[Problem statement]:
Only those lines running from the line that contains "Find the black" through the end of the material are to be written out, each exactly as shown.

[Supplied material]:
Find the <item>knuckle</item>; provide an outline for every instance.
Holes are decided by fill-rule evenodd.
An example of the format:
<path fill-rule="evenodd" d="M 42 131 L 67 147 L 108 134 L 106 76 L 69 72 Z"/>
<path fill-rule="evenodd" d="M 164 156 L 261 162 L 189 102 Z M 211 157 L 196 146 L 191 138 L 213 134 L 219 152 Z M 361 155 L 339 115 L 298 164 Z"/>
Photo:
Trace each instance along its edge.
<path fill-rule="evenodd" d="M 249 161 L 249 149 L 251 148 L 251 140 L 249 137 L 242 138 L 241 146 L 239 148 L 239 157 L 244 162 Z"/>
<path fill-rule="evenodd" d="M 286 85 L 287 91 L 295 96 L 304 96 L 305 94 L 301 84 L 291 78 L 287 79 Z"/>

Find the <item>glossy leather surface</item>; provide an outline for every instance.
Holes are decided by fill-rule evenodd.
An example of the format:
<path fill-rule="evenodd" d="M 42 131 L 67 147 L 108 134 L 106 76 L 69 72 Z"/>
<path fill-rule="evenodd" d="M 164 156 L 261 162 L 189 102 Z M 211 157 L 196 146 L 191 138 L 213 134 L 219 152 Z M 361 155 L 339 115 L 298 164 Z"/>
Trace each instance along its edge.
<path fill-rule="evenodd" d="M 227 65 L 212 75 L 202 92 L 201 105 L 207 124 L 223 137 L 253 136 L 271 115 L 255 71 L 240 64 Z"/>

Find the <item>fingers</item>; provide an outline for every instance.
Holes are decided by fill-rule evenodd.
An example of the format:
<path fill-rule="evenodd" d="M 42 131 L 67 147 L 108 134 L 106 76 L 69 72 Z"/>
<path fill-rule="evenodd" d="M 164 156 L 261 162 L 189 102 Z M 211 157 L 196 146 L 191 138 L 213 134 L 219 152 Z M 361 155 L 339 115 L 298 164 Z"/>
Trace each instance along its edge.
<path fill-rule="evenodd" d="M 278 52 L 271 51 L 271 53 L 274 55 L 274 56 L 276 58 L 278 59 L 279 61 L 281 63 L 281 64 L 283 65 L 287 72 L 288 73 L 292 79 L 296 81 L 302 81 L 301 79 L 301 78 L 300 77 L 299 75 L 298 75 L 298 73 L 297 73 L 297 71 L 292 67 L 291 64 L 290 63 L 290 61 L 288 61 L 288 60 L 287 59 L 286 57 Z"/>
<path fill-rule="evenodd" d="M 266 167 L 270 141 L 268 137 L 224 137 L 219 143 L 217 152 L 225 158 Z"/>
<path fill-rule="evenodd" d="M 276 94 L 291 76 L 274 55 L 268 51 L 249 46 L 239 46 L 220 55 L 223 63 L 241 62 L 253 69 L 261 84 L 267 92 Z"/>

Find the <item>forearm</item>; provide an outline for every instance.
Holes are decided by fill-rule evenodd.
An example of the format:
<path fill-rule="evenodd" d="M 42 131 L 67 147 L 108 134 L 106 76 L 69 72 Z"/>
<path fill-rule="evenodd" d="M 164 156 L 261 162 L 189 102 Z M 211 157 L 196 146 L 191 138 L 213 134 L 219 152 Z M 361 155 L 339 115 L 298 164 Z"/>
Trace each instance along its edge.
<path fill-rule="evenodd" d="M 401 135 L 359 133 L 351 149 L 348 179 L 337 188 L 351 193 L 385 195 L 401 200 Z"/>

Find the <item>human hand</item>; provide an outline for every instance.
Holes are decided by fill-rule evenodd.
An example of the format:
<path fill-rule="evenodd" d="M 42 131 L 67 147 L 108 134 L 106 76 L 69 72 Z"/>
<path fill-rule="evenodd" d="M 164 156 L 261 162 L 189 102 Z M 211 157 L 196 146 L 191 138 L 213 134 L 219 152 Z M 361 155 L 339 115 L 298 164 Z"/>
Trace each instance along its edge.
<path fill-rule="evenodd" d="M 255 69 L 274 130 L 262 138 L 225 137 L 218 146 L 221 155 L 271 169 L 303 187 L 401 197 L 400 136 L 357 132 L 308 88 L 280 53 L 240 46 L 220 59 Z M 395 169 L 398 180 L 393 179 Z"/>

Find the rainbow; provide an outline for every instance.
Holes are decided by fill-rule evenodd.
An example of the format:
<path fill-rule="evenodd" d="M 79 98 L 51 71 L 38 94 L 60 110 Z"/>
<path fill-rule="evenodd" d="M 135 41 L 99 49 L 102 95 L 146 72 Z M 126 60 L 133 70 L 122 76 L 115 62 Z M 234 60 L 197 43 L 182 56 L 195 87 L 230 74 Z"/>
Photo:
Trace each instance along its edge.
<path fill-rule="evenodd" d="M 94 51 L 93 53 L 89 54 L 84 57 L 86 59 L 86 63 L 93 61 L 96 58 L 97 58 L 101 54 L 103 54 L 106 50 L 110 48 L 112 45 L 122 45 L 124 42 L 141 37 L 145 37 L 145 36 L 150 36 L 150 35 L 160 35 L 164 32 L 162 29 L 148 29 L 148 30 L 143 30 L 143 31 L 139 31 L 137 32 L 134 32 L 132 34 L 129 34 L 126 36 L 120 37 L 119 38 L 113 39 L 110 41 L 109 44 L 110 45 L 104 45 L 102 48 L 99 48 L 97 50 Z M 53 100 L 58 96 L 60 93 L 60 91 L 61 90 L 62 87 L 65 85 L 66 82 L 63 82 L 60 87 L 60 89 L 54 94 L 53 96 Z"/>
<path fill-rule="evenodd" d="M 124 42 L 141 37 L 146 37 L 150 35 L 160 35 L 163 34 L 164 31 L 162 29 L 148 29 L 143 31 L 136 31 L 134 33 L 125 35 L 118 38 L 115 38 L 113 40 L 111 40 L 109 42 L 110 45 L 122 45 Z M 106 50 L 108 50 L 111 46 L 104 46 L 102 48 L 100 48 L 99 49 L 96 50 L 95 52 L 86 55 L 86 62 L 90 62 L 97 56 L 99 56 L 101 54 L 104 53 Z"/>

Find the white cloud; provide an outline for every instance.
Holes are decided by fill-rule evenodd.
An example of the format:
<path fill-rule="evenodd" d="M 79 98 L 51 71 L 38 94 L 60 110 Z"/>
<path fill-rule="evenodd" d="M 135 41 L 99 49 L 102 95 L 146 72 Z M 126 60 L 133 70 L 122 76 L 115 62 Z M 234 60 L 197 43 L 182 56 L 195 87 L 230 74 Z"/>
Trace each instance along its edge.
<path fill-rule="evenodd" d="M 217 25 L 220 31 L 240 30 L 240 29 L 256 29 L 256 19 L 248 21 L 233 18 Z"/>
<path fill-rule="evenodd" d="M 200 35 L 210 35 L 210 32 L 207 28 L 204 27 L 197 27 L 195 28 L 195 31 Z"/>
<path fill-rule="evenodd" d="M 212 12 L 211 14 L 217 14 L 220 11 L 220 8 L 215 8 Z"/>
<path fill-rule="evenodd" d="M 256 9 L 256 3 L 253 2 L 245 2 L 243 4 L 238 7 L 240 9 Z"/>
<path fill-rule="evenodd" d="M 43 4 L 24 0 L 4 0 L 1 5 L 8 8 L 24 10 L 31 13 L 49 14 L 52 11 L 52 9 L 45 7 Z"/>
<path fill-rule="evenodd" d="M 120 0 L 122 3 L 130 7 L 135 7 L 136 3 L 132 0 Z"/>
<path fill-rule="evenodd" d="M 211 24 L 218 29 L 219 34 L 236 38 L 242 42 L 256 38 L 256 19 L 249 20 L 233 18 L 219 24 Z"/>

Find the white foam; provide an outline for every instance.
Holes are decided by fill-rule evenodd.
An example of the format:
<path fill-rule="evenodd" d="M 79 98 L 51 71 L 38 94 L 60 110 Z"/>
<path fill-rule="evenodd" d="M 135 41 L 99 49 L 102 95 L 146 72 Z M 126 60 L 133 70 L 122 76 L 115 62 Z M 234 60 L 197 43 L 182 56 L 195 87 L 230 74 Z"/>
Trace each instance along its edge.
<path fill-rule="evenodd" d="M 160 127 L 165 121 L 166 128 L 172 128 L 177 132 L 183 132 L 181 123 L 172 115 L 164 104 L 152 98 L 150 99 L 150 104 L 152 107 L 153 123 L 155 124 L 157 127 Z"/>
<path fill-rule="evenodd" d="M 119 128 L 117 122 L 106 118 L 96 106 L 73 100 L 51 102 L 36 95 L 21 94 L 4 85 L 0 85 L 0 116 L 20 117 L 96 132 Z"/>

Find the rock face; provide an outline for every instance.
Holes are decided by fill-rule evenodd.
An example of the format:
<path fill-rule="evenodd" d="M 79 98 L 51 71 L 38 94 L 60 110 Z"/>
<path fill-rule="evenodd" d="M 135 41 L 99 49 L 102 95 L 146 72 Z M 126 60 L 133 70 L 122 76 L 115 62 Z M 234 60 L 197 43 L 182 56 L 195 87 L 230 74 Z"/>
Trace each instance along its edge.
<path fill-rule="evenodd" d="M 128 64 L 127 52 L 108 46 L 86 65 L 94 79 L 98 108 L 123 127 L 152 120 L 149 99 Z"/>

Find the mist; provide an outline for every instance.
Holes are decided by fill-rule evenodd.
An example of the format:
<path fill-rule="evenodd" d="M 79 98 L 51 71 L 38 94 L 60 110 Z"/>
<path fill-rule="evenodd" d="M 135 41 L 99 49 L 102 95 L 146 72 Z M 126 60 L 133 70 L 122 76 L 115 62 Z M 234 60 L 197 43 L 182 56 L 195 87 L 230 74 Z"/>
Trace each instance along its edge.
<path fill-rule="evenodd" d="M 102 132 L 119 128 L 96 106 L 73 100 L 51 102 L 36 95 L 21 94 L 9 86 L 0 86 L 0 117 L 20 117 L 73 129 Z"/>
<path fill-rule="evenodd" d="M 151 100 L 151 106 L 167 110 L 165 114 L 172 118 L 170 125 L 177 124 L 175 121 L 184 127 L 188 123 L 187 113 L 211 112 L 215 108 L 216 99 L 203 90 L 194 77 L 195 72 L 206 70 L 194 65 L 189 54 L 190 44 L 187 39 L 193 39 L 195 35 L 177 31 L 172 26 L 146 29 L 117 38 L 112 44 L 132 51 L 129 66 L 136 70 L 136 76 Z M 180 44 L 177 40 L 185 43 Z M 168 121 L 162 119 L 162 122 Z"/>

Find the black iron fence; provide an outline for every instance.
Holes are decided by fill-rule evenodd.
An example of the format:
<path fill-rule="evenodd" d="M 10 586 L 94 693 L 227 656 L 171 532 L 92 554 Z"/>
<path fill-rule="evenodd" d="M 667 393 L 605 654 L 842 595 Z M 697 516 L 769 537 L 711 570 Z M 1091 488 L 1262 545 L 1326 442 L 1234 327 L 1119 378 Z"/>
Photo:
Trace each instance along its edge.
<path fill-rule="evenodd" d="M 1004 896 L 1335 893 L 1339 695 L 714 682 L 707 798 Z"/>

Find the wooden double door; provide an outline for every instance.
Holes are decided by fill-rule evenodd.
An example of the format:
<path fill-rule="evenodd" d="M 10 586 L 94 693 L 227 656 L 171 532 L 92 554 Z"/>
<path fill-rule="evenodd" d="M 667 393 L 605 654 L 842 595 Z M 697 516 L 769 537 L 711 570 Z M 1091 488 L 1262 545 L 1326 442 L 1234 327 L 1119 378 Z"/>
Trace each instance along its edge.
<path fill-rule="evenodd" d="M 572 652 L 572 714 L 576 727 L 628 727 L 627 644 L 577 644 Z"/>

[Completed exercise]:
Find the black iron fence; provide an outline for every instance.
Holes are decided by fill-rule evenodd.
An example of the format:
<path fill-rule="evenodd" d="M 10 586 L 94 693 L 227 656 L 171 532 L 92 554 Z"/>
<path fill-rule="evenodd" d="M 667 393 L 605 654 L 842 595 Z M 697 516 L 769 537 L 711 570 Z M 1091 488 L 1262 545 L 1326 442 L 1234 327 L 1119 378 Z"/>
Photo:
Trace each instance along its edge.
<path fill-rule="evenodd" d="M 1004 896 L 1335 893 L 1339 695 L 714 682 L 707 798 Z"/>

Find the wooden double door; provide an outline for every instance.
Holes are decided by fill-rule evenodd.
An example of the format:
<path fill-rule="evenodd" d="M 10 586 L 94 693 L 227 656 L 171 532 L 92 554 Z"/>
<path fill-rule="evenodd" d="M 667 393 L 605 654 L 842 595 Z M 697 516 L 769 537 L 711 570 Z M 1091 488 L 1262 545 L 1326 442 L 1234 327 L 1119 378 Z"/>
Trace each instance along its edge.
<path fill-rule="evenodd" d="M 572 652 L 572 714 L 576 727 L 628 727 L 627 644 L 577 644 Z"/>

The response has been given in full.